Input for this task —
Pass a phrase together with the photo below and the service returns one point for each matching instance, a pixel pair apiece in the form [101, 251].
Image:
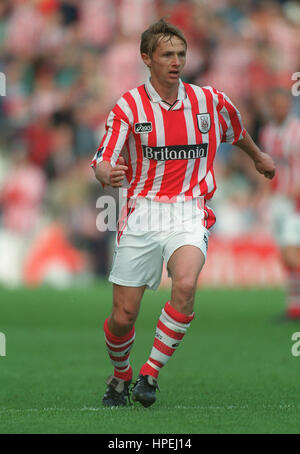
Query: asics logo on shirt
[175, 152]
[141, 128]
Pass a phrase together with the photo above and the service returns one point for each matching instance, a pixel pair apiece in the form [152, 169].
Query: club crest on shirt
[204, 122]
[141, 128]
[99, 153]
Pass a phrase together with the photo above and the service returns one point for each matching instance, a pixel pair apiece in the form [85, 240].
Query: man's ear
[146, 59]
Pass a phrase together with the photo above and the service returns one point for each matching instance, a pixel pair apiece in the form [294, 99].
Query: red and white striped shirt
[169, 149]
[282, 142]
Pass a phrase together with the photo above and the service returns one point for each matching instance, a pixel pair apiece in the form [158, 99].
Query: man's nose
[176, 61]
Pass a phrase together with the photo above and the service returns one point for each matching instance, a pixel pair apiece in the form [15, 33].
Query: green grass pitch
[233, 373]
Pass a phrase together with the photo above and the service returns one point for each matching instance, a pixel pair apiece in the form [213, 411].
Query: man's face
[167, 61]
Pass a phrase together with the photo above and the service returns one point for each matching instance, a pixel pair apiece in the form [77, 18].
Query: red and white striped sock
[293, 293]
[119, 350]
[171, 328]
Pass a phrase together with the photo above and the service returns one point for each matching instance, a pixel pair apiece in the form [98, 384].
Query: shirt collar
[155, 97]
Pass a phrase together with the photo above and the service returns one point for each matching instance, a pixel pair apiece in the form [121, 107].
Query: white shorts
[148, 234]
[285, 222]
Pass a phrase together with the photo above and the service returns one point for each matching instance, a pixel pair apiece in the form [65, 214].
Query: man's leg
[119, 337]
[291, 259]
[184, 267]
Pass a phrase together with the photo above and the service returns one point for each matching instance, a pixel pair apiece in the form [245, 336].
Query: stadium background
[65, 72]
[66, 63]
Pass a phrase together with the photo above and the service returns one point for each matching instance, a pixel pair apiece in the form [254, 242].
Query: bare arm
[111, 176]
[264, 164]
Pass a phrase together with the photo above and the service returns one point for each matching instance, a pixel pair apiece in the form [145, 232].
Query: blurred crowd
[67, 62]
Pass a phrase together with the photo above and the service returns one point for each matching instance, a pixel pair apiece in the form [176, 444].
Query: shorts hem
[118, 281]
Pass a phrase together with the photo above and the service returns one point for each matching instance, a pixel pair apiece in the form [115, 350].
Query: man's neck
[168, 93]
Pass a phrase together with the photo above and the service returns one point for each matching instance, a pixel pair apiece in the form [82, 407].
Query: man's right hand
[117, 173]
[111, 176]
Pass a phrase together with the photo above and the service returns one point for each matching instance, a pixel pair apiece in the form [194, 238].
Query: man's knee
[183, 290]
[123, 318]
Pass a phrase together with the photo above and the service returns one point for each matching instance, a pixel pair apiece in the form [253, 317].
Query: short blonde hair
[151, 36]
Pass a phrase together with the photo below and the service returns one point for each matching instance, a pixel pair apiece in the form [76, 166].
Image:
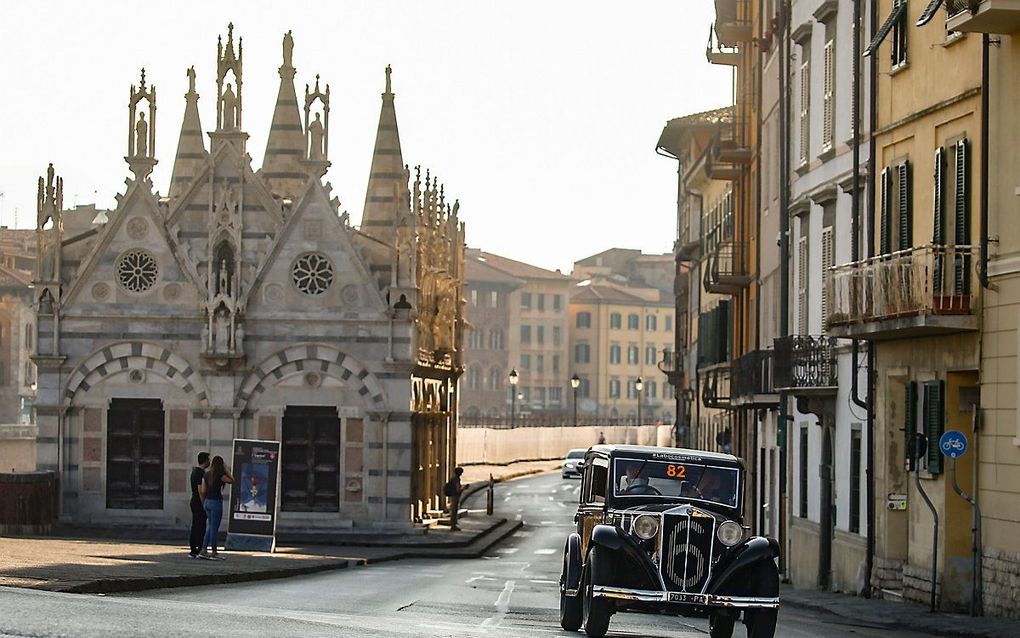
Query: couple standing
[207, 482]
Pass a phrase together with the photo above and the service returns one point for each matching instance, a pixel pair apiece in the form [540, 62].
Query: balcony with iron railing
[716, 387]
[716, 53]
[727, 272]
[671, 365]
[916, 292]
[988, 16]
[752, 381]
[805, 364]
[732, 21]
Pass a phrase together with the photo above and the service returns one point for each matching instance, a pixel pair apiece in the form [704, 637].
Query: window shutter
[805, 108]
[962, 217]
[802, 286]
[934, 423]
[910, 425]
[828, 104]
[905, 205]
[827, 248]
[938, 218]
[885, 210]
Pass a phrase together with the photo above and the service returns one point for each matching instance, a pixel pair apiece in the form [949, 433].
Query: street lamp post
[575, 383]
[639, 385]
[513, 378]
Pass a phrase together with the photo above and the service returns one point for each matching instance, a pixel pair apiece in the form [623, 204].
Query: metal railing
[752, 374]
[929, 280]
[727, 268]
[805, 361]
[955, 7]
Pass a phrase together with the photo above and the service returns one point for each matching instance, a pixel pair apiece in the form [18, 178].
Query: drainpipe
[870, 491]
[982, 272]
[855, 256]
[784, 270]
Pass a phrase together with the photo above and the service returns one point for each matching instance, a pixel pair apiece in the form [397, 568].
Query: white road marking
[502, 605]
[478, 578]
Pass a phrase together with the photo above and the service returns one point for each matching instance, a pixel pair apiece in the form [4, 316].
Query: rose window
[137, 271]
[312, 274]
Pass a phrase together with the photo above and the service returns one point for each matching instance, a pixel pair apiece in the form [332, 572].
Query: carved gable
[134, 264]
[314, 267]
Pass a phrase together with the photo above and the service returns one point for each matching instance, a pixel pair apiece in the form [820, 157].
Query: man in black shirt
[198, 510]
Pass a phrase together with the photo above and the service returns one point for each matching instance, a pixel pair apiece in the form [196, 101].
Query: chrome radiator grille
[686, 551]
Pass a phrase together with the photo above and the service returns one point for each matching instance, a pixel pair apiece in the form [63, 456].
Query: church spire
[191, 147]
[286, 147]
[386, 200]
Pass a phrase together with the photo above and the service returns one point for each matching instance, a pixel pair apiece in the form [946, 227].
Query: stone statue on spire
[317, 130]
[141, 133]
[288, 49]
[228, 106]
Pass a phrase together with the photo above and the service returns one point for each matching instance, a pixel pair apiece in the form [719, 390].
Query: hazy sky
[542, 116]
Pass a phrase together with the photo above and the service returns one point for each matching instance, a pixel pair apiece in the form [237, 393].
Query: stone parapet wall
[886, 574]
[495, 445]
[917, 584]
[1001, 583]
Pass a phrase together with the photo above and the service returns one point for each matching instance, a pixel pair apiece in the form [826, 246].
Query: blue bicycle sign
[953, 444]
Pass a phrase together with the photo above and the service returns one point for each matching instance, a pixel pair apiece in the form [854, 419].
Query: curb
[192, 580]
[933, 630]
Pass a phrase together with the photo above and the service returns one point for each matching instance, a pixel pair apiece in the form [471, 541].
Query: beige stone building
[245, 304]
[918, 296]
[997, 448]
[537, 342]
[485, 394]
[617, 335]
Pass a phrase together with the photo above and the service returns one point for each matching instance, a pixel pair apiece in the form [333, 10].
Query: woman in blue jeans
[211, 491]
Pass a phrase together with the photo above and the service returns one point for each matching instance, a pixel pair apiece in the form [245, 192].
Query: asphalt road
[512, 592]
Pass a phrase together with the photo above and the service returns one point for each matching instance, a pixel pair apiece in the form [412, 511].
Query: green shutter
[938, 219]
[910, 425]
[884, 207]
[905, 205]
[934, 423]
[962, 211]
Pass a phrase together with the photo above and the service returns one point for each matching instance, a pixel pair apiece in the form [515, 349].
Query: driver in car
[634, 484]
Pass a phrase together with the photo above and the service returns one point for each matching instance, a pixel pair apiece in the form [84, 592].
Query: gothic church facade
[245, 304]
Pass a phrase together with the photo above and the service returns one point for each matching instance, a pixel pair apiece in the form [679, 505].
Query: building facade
[485, 394]
[245, 304]
[617, 335]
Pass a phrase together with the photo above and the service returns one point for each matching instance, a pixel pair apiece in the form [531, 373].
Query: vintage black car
[660, 529]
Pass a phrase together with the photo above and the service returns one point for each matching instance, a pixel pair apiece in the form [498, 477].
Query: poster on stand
[254, 502]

What is being asked — Copy out exactly the lines between the line with "form [471, 541]." and the last line of the entries, counting both of those lines.

Response to this exercise —
Pass a phrase together with the photo above and the service returns one point for each matching instance, a pixel pair apiece in the form [471, 541].
Query: beige stone building
[245, 304]
[918, 296]
[997, 448]
[537, 342]
[485, 394]
[617, 335]
Pass a phrase together with the photo above and the service returns one point for each matching instance, a pixel pair apiece in the form [333, 10].
Query: woman in blue jeans
[211, 491]
Pass a phrase together with the photo above and the service returns one point for each matching instance, a pixel pair apiece in the form [245, 192].
Query: asphalt road
[512, 592]
Pass a phrase together with the photo above and the service returns one point for each matching instance, a pixel pair apiece in the form [412, 511].
Query: green shutter
[938, 219]
[910, 425]
[884, 207]
[905, 205]
[934, 423]
[962, 211]
Pass a phrase together with the photo above and the service returns one point for each matching instance, a pixel pair apiece in the form [515, 349].
Query: driver in car
[634, 484]
Pass a phrase together with the photo above and the service returns one point for each matching instance, a pixel pair apiece in the form [84, 592].
Query: gothic church facade
[245, 304]
Pass a phrase together with the photo above and the service returns one point for each matching instance, a pixel pair apiece in the form [679, 505].
Query: building facade
[485, 394]
[245, 304]
[617, 335]
Pass a phrase together with the photo above and the service returns one point for each matching instance, a pixel pair apiece in the form [531, 373].
Query: vintage black car
[660, 529]
Pass a phrase together with the photo above and the service returns one point for each matching instance, a pixel pair apiece in the form [498, 477].
Query: poster on stand
[254, 502]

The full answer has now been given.